**WORK REQUIRED**
Add 109 to each coordinate in the answers, and write out every line from the line containing "Where can the green polo" through the end of the records.

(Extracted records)
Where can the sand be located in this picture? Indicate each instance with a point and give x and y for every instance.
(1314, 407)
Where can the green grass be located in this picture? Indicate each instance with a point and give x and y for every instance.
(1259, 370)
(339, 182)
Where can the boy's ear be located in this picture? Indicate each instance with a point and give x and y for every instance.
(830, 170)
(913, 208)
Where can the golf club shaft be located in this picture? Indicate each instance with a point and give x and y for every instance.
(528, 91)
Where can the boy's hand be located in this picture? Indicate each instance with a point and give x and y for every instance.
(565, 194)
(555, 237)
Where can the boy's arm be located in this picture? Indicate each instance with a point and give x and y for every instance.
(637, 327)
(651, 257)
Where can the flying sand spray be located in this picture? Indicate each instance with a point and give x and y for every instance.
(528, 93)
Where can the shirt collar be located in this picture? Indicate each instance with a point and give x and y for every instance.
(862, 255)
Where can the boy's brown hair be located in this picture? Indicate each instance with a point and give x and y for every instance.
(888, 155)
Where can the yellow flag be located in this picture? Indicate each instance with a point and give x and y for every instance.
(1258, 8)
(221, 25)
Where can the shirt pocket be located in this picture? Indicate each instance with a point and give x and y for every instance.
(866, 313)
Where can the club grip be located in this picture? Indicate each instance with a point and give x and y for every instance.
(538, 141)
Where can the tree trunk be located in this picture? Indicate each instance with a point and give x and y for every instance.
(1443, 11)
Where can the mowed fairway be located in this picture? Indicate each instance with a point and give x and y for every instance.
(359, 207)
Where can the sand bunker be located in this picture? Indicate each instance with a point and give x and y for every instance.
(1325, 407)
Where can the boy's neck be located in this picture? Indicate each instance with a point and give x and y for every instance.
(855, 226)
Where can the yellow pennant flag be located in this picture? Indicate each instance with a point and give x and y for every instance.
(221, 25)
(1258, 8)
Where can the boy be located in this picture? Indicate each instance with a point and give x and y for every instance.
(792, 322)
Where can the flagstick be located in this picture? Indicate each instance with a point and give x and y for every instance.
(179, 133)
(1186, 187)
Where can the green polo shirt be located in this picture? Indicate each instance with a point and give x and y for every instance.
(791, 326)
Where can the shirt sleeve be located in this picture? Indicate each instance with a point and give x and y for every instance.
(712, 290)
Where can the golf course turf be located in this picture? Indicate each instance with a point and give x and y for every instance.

**REPLY TO THE TASK**
Where can the green polo shirt be located in this picture? Indicate each instance with a point and give x and y for every instance.
(900, 435)
Where can the shirt sleeve be located in this picture? Indicate each instance with a point and give x and y for every instance.
(821, 399)
Where can the golf course turf be located in this picture? Indicate each instance with a point and give x and y for every instance.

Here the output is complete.